§ Document passage:

# Big arms?



## Speedway (Nov 25, 2011)

Somebody posted a vid of a guy with massive arms on here the other day, can't remember the thread title so unable to find it, he was a crazy guy who shouted quite a bit.

Anyway, he said in the vid that he trained arms every single day, said bollocks to overtraining them, train them everyday, he had good arms I must admit, is it worth a go at this for a while?


----------



## solidcecil (Mar 8, 2012)

CT Fletcher?


----------



## Guest (Mar 6, 2013)

solidcecil said:


> CT Fletcher?


This dude certainly had big guns ! Did he train them every day ???


----------



## Speedway (Nov 25, 2011)

solidcecil said:


> CT Fletcher?


Not sure mate, just done a quick image search of that name and found nothing.


----------



## huarache (May 28, 2012)

Search him on youtube then you'll find him


----------



## Breda (May 2, 2011)

solidcecil:3975599 said:


> CT Fletcher?


Yep

Op there's only 1 way to know if it works for you... Try it and find out


----------



## QUEST (Sep 26, 2009)

do it you lazy ass mother****ers get your bitch ass in the gym and do it ,ante no such thing as over training mother****er ..


----------



## Speedway (Nov 25, 2011)

LER said:


> do it you lazy ass mother****ers get your bitch ass in the gym and do it ,ante no such thing as over training mother****er ..


This is him


----------



## Speedway (Nov 25, 2011)

Breda said:


> Yep
> 
> Op there's only 1 way to know if it works for you... Try it and find out


I might try it mate, I will not stop training my normal routine but might blast the guns for 20 mins every evening.


----------



## jaymz247 (Aug 5, 2011)

Just curious, but the form of those two guys who are curling, is that not an example of pretty bad form? Or am I wrong?


----------



## Speedway (Nov 25, 2011)

jaymz247 said:


> Just curious, but the form of those two guys who are curling, is that not an example of pretty bad form? Or am I wrong?


 Certainly not strict is it


----------



## Barman (Feb 29, 2012)

fudge huge arms crazzy huge but does he have legs thats what i want to know lol


----------



## wezo (Jun 12, 2009)

jaymz247 said:


> Just curious, but the form of those two guys who are curling, is that not an example of pretty bad form? Or am I wrong?


No such thing as bad form

When you have bi like that...


----------



## QUEST (Sep 26, 2009)

jaymz247 said:


> Just curious, but the form of those two guys who are curling, is that not an example of pretty bad form? Or am I wrong?


dose this answer your question :lol:


----------



## Freeby0 (Oct 5, 2012)

I hate when people critisize people who are massive with bad form...

§ Extracted entries:

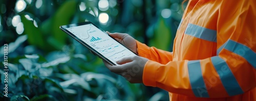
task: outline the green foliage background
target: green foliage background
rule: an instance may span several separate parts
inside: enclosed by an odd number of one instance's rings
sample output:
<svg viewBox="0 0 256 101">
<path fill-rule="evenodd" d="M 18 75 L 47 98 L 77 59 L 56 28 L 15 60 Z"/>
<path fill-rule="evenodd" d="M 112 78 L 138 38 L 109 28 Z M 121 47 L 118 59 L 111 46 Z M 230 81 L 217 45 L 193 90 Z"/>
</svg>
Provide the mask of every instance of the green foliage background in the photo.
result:
<svg viewBox="0 0 256 101">
<path fill-rule="evenodd" d="M 23 0 L 22 0 L 23 1 Z M 183 14 L 178 0 L 109 0 L 108 10 L 99 1 L 25 0 L 0 1 L 0 60 L 8 44 L 8 97 L 4 97 L 3 62 L 1 63 L 0 98 L 9 100 L 168 100 L 167 92 L 141 84 L 131 84 L 110 72 L 102 60 L 59 29 L 60 25 L 90 21 L 110 32 L 124 32 L 150 46 L 172 51 Z M 84 5 L 86 10 L 80 6 Z M 163 18 L 167 9 L 170 16 Z M 98 15 L 107 13 L 106 24 Z M 17 34 L 12 19 L 18 15 L 24 31 Z"/>
</svg>

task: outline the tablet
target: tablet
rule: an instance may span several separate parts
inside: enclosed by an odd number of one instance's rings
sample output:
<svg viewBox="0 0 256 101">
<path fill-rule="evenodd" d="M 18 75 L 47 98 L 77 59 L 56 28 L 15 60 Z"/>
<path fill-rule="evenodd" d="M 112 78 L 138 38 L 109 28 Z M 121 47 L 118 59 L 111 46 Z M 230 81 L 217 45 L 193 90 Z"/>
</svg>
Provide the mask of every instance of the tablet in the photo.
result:
<svg viewBox="0 0 256 101">
<path fill-rule="evenodd" d="M 138 55 L 91 22 L 62 25 L 60 28 L 112 65 L 122 58 Z"/>
</svg>

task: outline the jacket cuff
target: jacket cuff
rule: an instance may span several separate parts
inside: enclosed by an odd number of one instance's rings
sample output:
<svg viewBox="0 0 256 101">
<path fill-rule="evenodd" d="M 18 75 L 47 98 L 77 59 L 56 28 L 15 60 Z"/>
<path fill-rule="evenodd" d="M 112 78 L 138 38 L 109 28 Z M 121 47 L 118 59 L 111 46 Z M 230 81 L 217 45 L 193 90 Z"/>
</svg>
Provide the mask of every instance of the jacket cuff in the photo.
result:
<svg viewBox="0 0 256 101">
<path fill-rule="evenodd" d="M 140 56 L 148 58 L 148 54 L 150 52 L 150 48 L 141 42 L 136 40 L 137 47 L 138 48 L 138 54 Z"/>
<path fill-rule="evenodd" d="M 157 71 L 159 63 L 148 60 L 144 67 L 142 76 L 143 84 L 146 86 L 156 87 Z"/>
</svg>

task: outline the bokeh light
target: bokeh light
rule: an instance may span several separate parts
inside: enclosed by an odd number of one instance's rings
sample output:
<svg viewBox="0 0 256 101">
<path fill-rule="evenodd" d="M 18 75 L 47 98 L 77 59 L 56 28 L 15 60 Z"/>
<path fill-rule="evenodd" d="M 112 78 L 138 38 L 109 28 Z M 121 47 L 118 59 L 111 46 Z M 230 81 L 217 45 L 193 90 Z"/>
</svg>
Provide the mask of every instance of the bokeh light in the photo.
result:
<svg viewBox="0 0 256 101">
<path fill-rule="evenodd" d="M 1 10 L 1 13 L 2 14 L 5 13 L 5 12 L 6 12 L 6 7 L 5 6 L 5 5 L 2 4 L 0 9 Z"/>
<path fill-rule="evenodd" d="M 161 12 L 161 15 L 164 18 L 170 17 L 172 11 L 168 9 L 164 9 Z"/>
<path fill-rule="evenodd" d="M 19 22 L 16 27 L 16 31 L 17 33 L 20 35 L 23 33 L 24 31 L 24 27 L 23 27 L 23 23 L 22 22 Z"/>
<path fill-rule="evenodd" d="M 32 2 L 32 0 L 26 0 L 28 3 L 29 3 L 29 4 L 31 4 L 31 2 Z"/>
<path fill-rule="evenodd" d="M 29 15 L 26 15 L 25 17 L 27 19 L 29 20 L 31 20 L 31 21 L 33 20 L 33 19 Z"/>
<path fill-rule="evenodd" d="M 86 9 L 86 4 L 84 4 L 83 2 L 81 2 L 81 3 L 79 5 L 79 9 L 80 11 L 84 11 Z"/>
<path fill-rule="evenodd" d="M 14 27 L 16 27 L 21 21 L 20 16 L 19 15 L 15 15 L 12 18 L 12 24 Z"/>
<path fill-rule="evenodd" d="M 40 8 L 41 6 L 42 6 L 42 0 L 37 0 L 36 2 L 35 2 L 35 7 L 37 9 Z"/>
<path fill-rule="evenodd" d="M 36 27 L 38 27 L 38 25 L 37 25 L 37 22 L 36 22 L 36 21 L 35 21 L 35 20 L 34 20 L 34 25 Z"/>
<path fill-rule="evenodd" d="M 15 10 L 17 12 L 20 12 L 25 9 L 27 4 L 23 0 L 19 0 L 16 3 Z"/>
<path fill-rule="evenodd" d="M 109 1 L 107 0 L 100 0 L 98 3 L 99 9 L 102 11 L 105 11 L 109 9 Z"/>
<path fill-rule="evenodd" d="M 114 7 L 116 5 L 116 0 L 110 0 L 109 1 L 109 5 L 111 7 Z"/>
<path fill-rule="evenodd" d="M 99 15 L 99 22 L 104 25 L 105 25 L 109 21 L 109 15 L 105 13 L 102 13 Z"/>
</svg>

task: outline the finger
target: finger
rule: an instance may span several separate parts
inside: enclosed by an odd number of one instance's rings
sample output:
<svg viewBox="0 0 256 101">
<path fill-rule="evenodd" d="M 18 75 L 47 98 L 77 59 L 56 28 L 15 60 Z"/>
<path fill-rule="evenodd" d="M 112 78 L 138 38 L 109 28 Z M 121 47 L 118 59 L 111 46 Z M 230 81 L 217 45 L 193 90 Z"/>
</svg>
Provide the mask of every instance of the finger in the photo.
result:
<svg viewBox="0 0 256 101">
<path fill-rule="evenodd" d="M 114 38 L 117 38 L 120 40 L 123 39 L 126 36 L 127 36 L 125 33 L 121 33 L 118 32 L 111 33 L 110 34 L 110 36 Z"/>
<path fill-rule="evenodd" d="M 124 57 L 122 58 L 121 59 L 118 60 L 116 61 L 116 63 L 119 64 L 122 64 L 124 63 L 126 63 L 128 62 L 130 62 L 133 61 L 133 59 L 132 59 L 132 57 Z"/>
<path fill-rule="evenodd" d="M 106 31 L 106 32 L 108 34 L 109 34 L 109 35 L 110 35 L 110 34 L 111 33 L 111 32 L 109 32 L 109 31 Z"/>
<path fill-rule="evenodd" d="M 122 68 L 122 66 L 120 65 L 111 65 L 109 63 L 105 61 L 103 61 L 105 66 L 109 69 L 112 72 L 114 72 L 117 74 L 120 74 L 120 73 L 122 73 L 123 71 L 123 68 Z"/>
</svg>

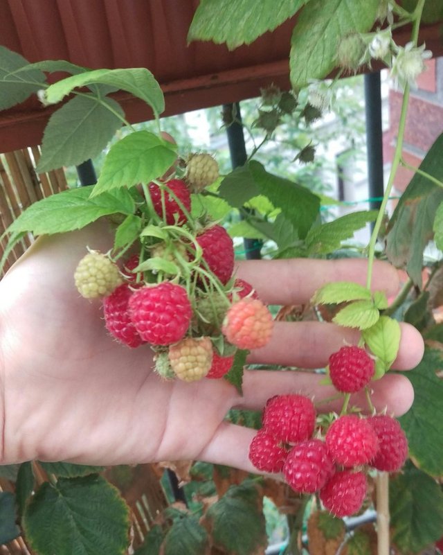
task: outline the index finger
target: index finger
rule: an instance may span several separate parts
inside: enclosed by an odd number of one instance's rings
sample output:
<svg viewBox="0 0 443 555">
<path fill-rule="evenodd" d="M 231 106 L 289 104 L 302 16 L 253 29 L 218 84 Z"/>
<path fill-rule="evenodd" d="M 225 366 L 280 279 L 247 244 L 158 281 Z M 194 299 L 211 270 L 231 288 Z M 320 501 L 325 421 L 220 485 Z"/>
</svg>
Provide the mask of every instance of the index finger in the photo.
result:
<svg viewBox="0 0 443 555">
<path fill-rule="evenodd" d="M 353 281 L 365 285 L 368 261 L 364 258 L 314 260 L 288 258 L 251 260 L 238 263 L 237 275 L 248 281 L 269 304 L 308 302 L 314 292 L 332 281 Z M 399 288 L 397 270 L 390 264 L 375 261 L 371 289 L 389 297 Z"/>
</svg>

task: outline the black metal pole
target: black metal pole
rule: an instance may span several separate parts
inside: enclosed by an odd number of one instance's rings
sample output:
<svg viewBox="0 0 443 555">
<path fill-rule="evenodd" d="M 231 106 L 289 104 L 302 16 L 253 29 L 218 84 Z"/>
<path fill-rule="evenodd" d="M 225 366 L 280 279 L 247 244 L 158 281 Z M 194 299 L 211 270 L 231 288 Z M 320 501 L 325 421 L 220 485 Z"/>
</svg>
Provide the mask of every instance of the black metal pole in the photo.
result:
<svg viewBox="0 0 443 555">
<path fill-rule="evenodd" d="M 235 169 L 246 164 L 248 159 L 239 103 L 224 104 L 223 114 L 226 124 L 230 163 L 233 169 Z M 260 239 L 244 239 L 243 245 L 248 260 L 258 260 L 262 258 L 262 241 Z"/>
<path fill-rule="evenodd" d="M 366 73 L 364 80 L 368 193 L 370 199 L 377 199 L 384 193 L 380 71 Z M 377 210 L 381 204 L 380 200 L 371 200 L 370 207 Z"/>
</svg>

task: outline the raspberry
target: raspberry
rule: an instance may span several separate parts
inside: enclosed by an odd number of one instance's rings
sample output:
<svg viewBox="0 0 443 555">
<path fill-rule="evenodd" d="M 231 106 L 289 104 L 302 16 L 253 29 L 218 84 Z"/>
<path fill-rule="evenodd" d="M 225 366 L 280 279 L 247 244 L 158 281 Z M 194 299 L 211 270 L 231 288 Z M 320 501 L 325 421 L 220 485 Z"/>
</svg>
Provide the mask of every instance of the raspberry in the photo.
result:
<svg viewBox="0 0 443 555">
<path fill-rule="evenodd" d="M 234 247 L 228 232 L 221 225 L 213 225 L 197 235 L 197 241 L 209 269 L 226 285 L 234 271 Z"/>
<path fill-rule="evenodd" d="M 408 440 L 398 421 L 386 415 L 368 420 L 379 439 L 379 451 L 370 466 L 379 470 L 399 470 L 408 456 Z"/>
<path fill-rule="evenodd" d="M 170 345 L 183 339 L 192 314 L 186 290 L 169 281 L 135 291 L 129 306 L 141 337 L 153 345 Z"/>
<path fill-rule="evenodd" d="M 300 493 L 318 491 L 334 472 L 332 459 L 320 439 L 297 443 L 289 451 L 283 467 L 287 482 Z"/>
<path fill-rule="evenodd" d="M 329 357 L 329 377 L 336 389 L 355 393 L 374 376 L 374 360 L 360 347 L 345 346 Z"/>
<path fill-rule="evenodd" d="M 149 190 L 154 209 L 161 218 L 163 218 L 168 225 L 173 225 L 175 223 L 177 224 L 185 223 L 188 218 L 176 200 L 177 197 L 183 208 L 188 212 L 190 211 L 190 193 L 184 182 L 181 179 L 170 179 L 161 186 L 156 183 L 150 183 Z M 173 194 L 171 194 L 171 193 Z M 164 197 L 164 213 L 163 205 L 161 202 L 162 196 Z"/>
<path fill-rule="evenodd" d="M 209 337 L 186 337 L 169 348 L 169 361 L 177 378 L 195 382 L 204 378 L 213 362 L 213 344 Z"/>
<path fill-rule="evenodd" d="M 219 177 L 219 165 L 207 153 L 192 155 L 186 163 L 186 182 L 193 193 L 203 191 Z"/>
<path fill-rule="evenodd" d="M 242 299 L 226 312 L 222 331 L 230 343 L 239 349 L 257 349 L 268 342 L 272 333 L 272 315 L 258 299 Z"/>
<path fill-rule="evenodd" d="M 309 397 L 280 395 L 268 400 L 263 428 L 280 441 L 297 443 L 309 439 L 316 423 L 316 409 Z"/>
<path fill-rule="evenodd" d="M 336 473 L 320 490 L 320 499 L 335 516 L 350 516 L 363 504 L 366 488 L 366 477 L 363 472 L 342 470 Z"/>
<path fill-rule="evenodd" d="M 215 351 L 213 355 L 213 364 L 206 378 L 223 378 L 233 367 L 234 357 L 221 357 Z"/>
<path fill-rule="evenodd" d="M 367 419 L 355 414 L 340 416 L 326 432 L 326 445 L 335 462 L 356 466 L 372 460 L 379 448 L 379 440 Z"/>
<path fill-rule="evenodd" d="M 91 251 L 78 263 L 74 281 L 85 299 L 107 297 L 123 283 L 118 266 L 97 251 Z"/>
<path fill-rule="evenodd" d="M 288 452 L 265 430 L 259 430 L 249 446 L 249 460 L 259 470 L 281 472 Z"/>
<path fill-rule="evenodd" d="M 124 283 L 103 299 L 105 325 L 116 340 L 129 347 L 138 347 L 144 342 L 131 321 L 128 303 L 132 291 Z"/>
</svg>

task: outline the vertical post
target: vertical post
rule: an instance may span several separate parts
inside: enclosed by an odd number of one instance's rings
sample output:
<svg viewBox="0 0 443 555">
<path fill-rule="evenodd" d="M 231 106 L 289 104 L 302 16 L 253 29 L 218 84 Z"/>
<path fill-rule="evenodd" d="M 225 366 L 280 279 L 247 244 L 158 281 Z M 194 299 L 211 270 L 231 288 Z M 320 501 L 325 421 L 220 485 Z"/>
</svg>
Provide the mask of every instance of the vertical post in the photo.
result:
<svg viewBox="0 0 443 555">
<path fill-rule="evenodd" d="M 226 135 L 233 169 L 243 166 L 248 157 L 243 134 L 239 103 L 223 105 L 224 121 L 226 123 Z M 248 260 L 262 258 L 262 242 L 260 239 L 244 239 L 243 244 Z"/>
</svg>

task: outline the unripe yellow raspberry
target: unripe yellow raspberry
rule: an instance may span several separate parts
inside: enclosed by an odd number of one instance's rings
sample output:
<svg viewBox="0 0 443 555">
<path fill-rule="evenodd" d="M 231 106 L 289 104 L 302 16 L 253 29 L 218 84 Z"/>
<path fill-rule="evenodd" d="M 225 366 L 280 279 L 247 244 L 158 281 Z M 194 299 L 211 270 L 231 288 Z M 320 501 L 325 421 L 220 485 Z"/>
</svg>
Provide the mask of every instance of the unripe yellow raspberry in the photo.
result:
<svg viewBox="0 0 443 555">
<path fill-rule="evenodd" d="M 186 163 L 186 181 L 193 193 L 199 193 L 218 179 L 219 165 L 208 153 L 191 155 Z"/>
<path fill-rule="evenodd" d="M 74 272 L 75 287 L 85 299 L 107 297 L 123 283 L 118 267 L 101 252 L 91 251 Z"/>
<path fill-rule="evenodd" d="M 169 349 L 171 368 L 180 380 L 195 382 L 204 378 L 213 363 L 209 337 L 186 337 Z"/>
</svg>

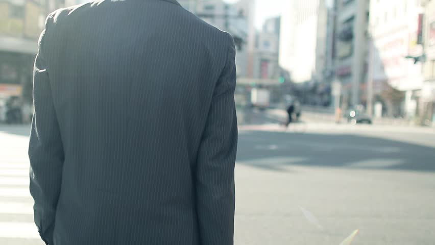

§ Things to do:
- a) Print the passage from the forum thread on training arms every day, starting at "# Big arms?" and ending at "quite a bit.".
- b) In the forum thread on training arms every day, why does the opening poster say he cannot find the video he mentions? Answer in one to three sentences.
- c) Continue the forum thread on training arms every day from the point where it stops.

§ Answers:
- a)
# Big arms?



## Speedway (Nov 25, 2011)

Somebody posted a vid of a guy with massive arms on here the other day, can't remember the thread title so unable to find it, he was a crazy guy who shouted quite a bit.

- b) He cannot remember the title of the thread where the video was posted, so he is unable to locate it.

- c)
----------



## Speedway (Nov 25, 2011)

Barman said:


> fudge huge arms crazzy huge but does he have legs thats what i want to know lol


In this thread it does not matter mate, this is about getting bigger arms


----------



## Freeby0 (Oct 5, 2012)

Barman said:


> fudge huge arms crazzy huge but does he have legs thats what i want to know lol


My best bet is they are more impressive than yours.


----------



## Breda (May 2, 2011)

Barman:3975708 said:


> fudge huge arms crazzy huge but does he have legs thats what i want to know lol


Yes he does


----------



## jaymz247 (Aug 5, 2011)

Freeby0 said:


> I hate when people critisize people who are massive with bad form...


I wasn't criticising, i was actually inquiring.

Thanks for the constructive responses everyone else


----------



## madmuscles (Mar 10, 2011)

Speedway said:


> Somebody posted a vid of a guy with massive arms on here the other day, can't remember the thread title so unable to find it, he was a crazy guy who shouted quite a bit.
> 
> Anyway, he said in the vid that he trained arms every single day, said bollocks to overtraining them, train them everyday, he had good arms I must admit, is it worth a go at this for a while?


You have to be talking about Tiny Irons :rolleye:


----------



## Barman (Feb 29, 2012)

Freeby0 said:


> My best bet is they are more impressive than yours.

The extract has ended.